=== Texto fornecido ===
★ ★ ★ ★
26.10.25

Um epicurista

O comensal da mesa ao lado acompanha o bacalhau à Brás, servido em tacho de cobre, com uma meia de leite, servida em porcelana de Ílhavo.

Saúdo a elegância dos materiais; abstenho-me, leitora, se me abstenho, de comentar a conjugação dos sabores.

19.10.25

O mandato

Ao motorizado entregador de comida, de uma daquelas inúmeras plataformas com nomes como Uber Eats ou Glovo ou Bolt, que vinha em contramão numa rua estreita algures entre o Largo de Camões e São Bento, numa povoada tarde de sábado, condutor esse que pareceu pedir desculpas por via de alvíssimo e contrito sorriso, face ao meu olhar que deve ter aparecido, do outro lado do pára-brisas, como de surpresa combinada com pânico, a esse entregador, digo, não vociferei as palavras inspiradas pela situação, em colorido vernáculo de Bocage, porque aprender a conduzir em Lisboa é tarefa para uma vida e não se cumpre em dois ou três anos, porque as escolas de condução em Karachi têm decerto padrões diversos dos das congéneres em Lisboa e, em especial, porque às quatro da tarde já o almoço ia fora de tempo, um portador de nutrição tem praticamente o mandato de um bombeiro, e em tais circunstâncias, o que é que não é justificável aos olhos de qualquer divindade, seja das de cá ou das de lá?

21.9.25

Mesteres

Em boa verdade, é o médico que me roga que regresse, Daqui a seis meses, quero vê-lo de novo, em tom que não deixa margem para duvidar, quem tem o principal interesse no reencontro. Quando cruzo a porta, as primeiras novidades que me dá são dos avanços que ele fez em áreas do meu mester, aqueles que para mim são obrigação e para ele são devoção. A minha profissão é o hobby dele, não sendo, no entanto, a inversa verdadeira. Sou eu a dar-lhe conselhos, diagnósticos, sugestões para as experiências seguintes: tudo o que faria desta uma consulta normal, se os lugares fossem trocados e os temas de uma consulta normal fossem estes. Ele, com a atenção que todos gostaríamos de ter de um esculápio, bebe cada palavra, agradece profusamente. A rotina que lá me leva é secundária, reduzida aos dois minutos finais, enquanto apertamos a mão e a porta se abre. O primeiro compromisso com que fico, assim, na agenda para dois mil e vinte e seis, são os vinte minutos semestrais, em que me atualizarei sobre os avanços do meu médico, no meu ofício, o mesmo que me permite pagar as consultas que me faz, ou lhe faço a ele — o que for válido consoante o contexto, leitora.
★ ★ ★ ★
=== Dados fornecidos ===
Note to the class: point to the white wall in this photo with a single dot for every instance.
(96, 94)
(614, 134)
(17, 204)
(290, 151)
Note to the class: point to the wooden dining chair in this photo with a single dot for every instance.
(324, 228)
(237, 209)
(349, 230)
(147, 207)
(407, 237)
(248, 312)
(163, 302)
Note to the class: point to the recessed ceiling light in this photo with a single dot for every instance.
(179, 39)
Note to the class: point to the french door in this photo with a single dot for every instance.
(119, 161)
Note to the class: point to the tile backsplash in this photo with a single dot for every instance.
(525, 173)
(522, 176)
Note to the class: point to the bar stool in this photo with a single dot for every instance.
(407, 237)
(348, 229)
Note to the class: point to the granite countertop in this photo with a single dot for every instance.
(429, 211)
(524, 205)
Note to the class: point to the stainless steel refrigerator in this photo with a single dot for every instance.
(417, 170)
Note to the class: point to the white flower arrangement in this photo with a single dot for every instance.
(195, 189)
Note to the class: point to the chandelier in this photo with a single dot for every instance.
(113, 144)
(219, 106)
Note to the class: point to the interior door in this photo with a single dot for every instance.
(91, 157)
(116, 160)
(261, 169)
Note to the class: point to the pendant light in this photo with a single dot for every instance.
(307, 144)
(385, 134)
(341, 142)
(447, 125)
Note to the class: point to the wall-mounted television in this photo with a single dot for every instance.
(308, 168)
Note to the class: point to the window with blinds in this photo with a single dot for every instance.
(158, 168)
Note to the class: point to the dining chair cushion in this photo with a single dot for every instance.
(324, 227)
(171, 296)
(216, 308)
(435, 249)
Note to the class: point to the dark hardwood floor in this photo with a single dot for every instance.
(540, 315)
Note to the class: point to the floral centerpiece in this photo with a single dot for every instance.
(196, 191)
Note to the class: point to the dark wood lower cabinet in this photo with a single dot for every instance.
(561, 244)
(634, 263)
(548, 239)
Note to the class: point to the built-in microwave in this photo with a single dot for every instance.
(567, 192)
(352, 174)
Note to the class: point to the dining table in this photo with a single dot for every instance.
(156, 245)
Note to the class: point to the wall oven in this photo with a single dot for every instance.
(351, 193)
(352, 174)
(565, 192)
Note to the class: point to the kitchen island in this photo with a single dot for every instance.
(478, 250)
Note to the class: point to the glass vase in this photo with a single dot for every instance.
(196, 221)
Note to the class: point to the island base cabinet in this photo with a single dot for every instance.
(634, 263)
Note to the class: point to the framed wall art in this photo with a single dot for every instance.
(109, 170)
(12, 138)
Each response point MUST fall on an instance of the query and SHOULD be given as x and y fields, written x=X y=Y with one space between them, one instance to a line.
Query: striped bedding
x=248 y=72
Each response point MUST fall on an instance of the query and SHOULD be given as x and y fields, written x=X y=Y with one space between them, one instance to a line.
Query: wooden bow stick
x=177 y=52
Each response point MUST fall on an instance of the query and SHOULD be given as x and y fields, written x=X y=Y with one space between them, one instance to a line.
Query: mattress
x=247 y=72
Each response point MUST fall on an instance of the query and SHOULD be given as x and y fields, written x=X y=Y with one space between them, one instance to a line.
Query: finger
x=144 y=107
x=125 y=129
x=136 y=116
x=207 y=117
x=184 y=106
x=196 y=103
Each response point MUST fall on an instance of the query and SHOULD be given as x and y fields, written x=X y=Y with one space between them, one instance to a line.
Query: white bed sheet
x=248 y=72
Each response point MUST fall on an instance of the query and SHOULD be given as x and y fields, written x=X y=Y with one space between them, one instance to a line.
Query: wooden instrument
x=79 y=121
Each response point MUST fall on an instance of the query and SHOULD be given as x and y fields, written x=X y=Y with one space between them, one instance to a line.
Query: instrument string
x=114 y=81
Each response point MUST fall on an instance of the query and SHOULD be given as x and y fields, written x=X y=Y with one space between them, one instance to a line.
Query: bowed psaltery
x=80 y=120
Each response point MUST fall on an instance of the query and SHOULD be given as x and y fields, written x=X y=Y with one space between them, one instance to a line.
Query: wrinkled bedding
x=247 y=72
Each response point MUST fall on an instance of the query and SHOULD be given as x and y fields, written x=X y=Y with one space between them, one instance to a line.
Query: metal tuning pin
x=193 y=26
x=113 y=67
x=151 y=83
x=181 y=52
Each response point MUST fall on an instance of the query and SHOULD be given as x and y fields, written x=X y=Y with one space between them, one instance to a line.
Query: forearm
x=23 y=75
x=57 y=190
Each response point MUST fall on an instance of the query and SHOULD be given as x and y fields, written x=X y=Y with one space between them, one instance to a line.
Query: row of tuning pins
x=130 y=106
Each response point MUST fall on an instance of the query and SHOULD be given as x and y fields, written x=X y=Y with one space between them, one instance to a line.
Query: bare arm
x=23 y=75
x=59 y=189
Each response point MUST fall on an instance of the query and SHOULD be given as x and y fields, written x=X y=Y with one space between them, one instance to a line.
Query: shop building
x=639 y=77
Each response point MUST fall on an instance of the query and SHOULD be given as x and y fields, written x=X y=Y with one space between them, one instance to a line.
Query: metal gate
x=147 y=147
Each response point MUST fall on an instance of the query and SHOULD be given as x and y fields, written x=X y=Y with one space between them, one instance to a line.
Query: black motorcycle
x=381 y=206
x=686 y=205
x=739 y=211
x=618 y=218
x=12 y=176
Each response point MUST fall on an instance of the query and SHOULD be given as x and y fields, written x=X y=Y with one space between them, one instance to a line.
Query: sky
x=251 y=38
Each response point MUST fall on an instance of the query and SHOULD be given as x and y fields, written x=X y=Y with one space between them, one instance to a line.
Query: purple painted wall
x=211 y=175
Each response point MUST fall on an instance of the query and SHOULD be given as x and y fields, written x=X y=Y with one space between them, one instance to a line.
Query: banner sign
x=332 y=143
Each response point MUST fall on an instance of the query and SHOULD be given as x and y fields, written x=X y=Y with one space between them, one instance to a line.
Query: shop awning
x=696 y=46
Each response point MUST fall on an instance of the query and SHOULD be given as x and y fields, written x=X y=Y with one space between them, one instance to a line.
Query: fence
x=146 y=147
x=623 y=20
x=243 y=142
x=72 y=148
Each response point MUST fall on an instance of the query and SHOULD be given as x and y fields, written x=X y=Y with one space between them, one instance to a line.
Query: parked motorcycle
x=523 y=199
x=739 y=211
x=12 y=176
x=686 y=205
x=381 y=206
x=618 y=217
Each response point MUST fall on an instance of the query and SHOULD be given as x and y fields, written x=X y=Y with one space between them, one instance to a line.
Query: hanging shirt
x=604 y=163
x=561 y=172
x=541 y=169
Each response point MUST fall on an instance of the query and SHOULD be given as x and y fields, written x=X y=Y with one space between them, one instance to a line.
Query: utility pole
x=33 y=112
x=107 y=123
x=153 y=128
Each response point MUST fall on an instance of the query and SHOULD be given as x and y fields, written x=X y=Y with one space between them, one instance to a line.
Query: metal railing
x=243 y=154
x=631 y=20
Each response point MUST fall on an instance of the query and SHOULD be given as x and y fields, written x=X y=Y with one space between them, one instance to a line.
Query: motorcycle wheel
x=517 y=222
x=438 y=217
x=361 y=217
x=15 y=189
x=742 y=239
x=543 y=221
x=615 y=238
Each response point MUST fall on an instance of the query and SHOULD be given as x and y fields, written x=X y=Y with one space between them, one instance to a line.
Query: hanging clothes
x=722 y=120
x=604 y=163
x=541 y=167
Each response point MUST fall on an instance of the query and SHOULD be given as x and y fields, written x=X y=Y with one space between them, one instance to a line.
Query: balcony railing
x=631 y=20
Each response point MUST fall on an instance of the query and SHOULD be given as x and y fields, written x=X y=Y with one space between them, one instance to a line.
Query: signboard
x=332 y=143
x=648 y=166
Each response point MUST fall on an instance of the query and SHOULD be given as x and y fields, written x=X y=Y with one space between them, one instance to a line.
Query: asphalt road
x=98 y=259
★ ★ ★ ★
=== Tarefas a realizar ===
- a) No texto fornecido, em que recipiente é servido o bacalhau à Brás do comensal da mesa ao lado?
- b) Transcreva o trecho do texto fornecido começando em "O comensal da" e seguindo até "conjugação dos sabores.".

=== Respostas do exercício ===
- a) Em tacho de cobre.

- b)
O comensal da mesa ao lado acompanha o bacalhau à Brás, servido em tacho de cobre, com uma meia de leite, servida em porcelana de Ílhavo.

Saúdo a elegância dos materiais; abstenho-me, leitora, se me abstenho, de comentar a conjugação dos sabores.